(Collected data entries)
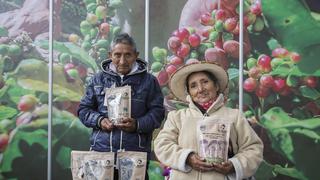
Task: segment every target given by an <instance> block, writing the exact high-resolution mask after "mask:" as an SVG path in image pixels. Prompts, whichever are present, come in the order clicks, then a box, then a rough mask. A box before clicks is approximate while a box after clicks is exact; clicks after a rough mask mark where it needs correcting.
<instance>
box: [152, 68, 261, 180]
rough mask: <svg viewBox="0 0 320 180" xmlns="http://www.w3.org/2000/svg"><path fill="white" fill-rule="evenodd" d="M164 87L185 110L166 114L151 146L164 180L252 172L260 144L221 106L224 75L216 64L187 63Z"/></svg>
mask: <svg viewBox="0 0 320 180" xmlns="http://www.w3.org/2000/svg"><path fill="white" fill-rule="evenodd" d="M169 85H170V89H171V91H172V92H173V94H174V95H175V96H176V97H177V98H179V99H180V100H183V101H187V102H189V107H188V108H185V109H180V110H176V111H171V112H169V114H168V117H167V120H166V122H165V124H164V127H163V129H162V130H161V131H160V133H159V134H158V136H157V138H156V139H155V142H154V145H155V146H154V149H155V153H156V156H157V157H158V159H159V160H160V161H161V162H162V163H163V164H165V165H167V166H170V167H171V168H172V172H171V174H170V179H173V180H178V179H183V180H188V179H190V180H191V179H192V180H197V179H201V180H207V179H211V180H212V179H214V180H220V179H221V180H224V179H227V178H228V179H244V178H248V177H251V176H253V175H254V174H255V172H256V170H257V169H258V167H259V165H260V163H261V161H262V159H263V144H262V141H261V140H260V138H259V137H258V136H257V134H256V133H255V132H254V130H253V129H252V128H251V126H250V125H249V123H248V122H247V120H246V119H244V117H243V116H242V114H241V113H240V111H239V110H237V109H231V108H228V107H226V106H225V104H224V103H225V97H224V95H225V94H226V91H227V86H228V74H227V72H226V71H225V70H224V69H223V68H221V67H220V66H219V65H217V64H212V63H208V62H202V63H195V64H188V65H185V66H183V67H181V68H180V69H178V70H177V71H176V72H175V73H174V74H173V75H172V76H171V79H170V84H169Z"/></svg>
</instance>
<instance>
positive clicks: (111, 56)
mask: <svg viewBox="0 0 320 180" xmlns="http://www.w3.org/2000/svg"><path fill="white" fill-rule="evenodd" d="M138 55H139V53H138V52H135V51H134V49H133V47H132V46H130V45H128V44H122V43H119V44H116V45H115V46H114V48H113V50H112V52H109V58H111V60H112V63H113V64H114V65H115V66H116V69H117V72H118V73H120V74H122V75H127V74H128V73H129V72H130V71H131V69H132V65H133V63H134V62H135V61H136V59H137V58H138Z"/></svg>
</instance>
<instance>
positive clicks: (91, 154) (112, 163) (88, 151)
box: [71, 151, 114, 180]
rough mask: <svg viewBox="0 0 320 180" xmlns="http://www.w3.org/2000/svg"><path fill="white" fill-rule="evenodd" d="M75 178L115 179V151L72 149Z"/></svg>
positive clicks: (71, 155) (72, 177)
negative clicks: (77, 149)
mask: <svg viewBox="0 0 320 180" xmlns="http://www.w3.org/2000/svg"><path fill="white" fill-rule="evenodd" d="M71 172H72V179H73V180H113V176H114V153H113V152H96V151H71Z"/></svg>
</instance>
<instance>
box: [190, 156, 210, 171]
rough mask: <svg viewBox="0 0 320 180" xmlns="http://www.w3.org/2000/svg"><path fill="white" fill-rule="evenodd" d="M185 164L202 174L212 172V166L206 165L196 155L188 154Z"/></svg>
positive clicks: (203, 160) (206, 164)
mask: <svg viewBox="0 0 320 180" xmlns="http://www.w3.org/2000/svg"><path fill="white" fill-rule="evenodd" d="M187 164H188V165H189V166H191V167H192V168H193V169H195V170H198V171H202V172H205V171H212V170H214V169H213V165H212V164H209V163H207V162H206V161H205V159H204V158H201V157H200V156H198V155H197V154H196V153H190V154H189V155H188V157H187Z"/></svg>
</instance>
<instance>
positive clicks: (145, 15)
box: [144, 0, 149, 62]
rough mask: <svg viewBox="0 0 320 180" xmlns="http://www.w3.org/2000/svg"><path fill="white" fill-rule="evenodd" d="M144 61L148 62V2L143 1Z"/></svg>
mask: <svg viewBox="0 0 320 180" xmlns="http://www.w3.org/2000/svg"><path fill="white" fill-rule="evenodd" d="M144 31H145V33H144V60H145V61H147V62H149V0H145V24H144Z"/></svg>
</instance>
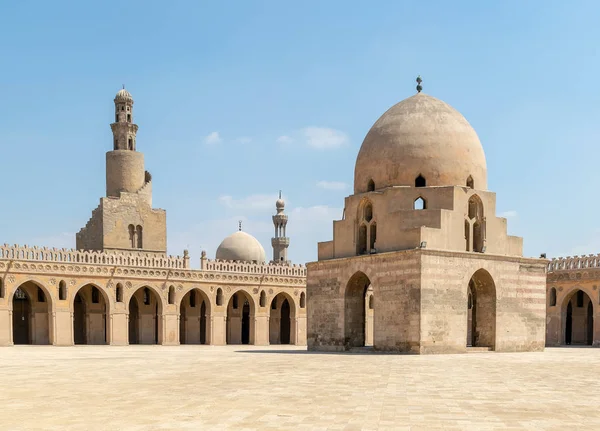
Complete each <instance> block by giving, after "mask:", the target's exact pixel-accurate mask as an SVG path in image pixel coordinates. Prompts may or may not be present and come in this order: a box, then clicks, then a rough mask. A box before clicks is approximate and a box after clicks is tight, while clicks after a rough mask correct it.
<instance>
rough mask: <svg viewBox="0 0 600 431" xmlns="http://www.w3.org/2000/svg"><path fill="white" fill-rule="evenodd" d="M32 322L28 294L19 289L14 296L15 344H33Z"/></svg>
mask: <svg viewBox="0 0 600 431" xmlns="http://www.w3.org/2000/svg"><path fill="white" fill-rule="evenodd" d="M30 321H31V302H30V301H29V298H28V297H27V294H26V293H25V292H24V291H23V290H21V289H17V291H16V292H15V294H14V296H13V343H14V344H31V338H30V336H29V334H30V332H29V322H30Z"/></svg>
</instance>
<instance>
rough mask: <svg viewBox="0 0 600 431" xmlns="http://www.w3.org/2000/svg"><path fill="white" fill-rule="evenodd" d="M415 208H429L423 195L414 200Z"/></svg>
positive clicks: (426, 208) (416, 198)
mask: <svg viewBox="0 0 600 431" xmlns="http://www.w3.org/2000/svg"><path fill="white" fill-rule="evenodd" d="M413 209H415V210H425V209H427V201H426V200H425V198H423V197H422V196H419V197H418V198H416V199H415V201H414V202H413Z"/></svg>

...

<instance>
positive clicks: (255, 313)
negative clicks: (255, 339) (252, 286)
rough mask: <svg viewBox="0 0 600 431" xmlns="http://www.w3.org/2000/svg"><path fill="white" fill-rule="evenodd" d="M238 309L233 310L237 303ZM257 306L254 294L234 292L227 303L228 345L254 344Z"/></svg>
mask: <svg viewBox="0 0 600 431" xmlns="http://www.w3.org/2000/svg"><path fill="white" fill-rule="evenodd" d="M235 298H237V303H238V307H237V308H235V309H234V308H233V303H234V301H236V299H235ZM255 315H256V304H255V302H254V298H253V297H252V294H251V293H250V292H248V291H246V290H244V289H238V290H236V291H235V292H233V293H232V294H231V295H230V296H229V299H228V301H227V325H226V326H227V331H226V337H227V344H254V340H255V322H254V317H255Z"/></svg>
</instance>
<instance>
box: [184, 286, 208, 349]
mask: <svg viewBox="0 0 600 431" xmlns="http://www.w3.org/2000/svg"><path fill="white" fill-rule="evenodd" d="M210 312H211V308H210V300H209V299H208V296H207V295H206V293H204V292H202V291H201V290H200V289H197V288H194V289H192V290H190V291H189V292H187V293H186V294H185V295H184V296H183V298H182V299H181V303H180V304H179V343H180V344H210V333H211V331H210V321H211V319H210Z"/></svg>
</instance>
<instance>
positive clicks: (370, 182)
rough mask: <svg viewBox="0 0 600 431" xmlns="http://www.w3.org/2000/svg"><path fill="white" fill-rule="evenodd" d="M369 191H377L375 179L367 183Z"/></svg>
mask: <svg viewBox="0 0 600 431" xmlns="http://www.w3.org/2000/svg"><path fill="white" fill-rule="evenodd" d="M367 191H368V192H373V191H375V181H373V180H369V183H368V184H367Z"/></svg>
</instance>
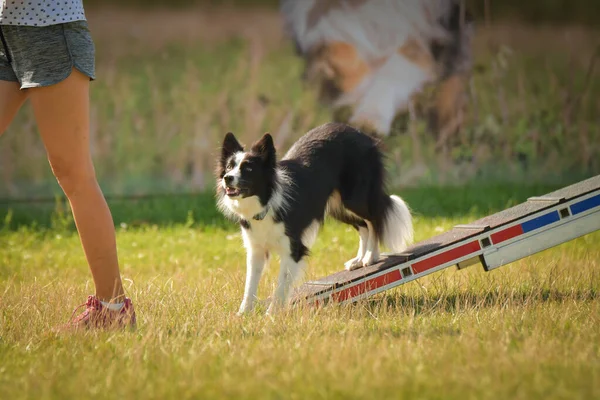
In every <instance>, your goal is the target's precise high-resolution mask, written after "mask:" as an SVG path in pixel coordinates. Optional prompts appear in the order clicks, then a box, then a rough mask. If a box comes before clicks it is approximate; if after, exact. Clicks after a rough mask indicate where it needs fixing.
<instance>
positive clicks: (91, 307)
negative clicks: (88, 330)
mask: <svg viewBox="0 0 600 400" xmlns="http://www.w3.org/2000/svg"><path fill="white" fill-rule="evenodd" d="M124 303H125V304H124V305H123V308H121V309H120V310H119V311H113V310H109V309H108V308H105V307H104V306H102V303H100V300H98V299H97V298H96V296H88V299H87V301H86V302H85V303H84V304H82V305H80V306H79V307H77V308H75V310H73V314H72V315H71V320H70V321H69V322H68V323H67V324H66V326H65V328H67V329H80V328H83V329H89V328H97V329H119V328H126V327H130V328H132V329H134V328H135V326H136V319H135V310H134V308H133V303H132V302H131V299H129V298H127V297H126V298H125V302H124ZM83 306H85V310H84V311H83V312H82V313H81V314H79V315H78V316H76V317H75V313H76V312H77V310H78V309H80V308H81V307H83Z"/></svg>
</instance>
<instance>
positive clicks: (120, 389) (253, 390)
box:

* What you have to do: The entries above hold a line with "Task: segment every" and a later line with "box: [152, 68, 261, 180]". Write out exactly those lines and all lines between, nothing more.

* Written reply:
Task: segment every target given by an <instance> block, writing the exact high-resolution mask after "mask:" as an SVG path in image pixels. Prompts, whichever are present, come in the order clicks, then a box, then a rough mask. A box before clicks is approximate while a box after clicks is exact; clicks after a rough mask mark where it needs correcting.
<instance>
box: [152, 68, 261, 180]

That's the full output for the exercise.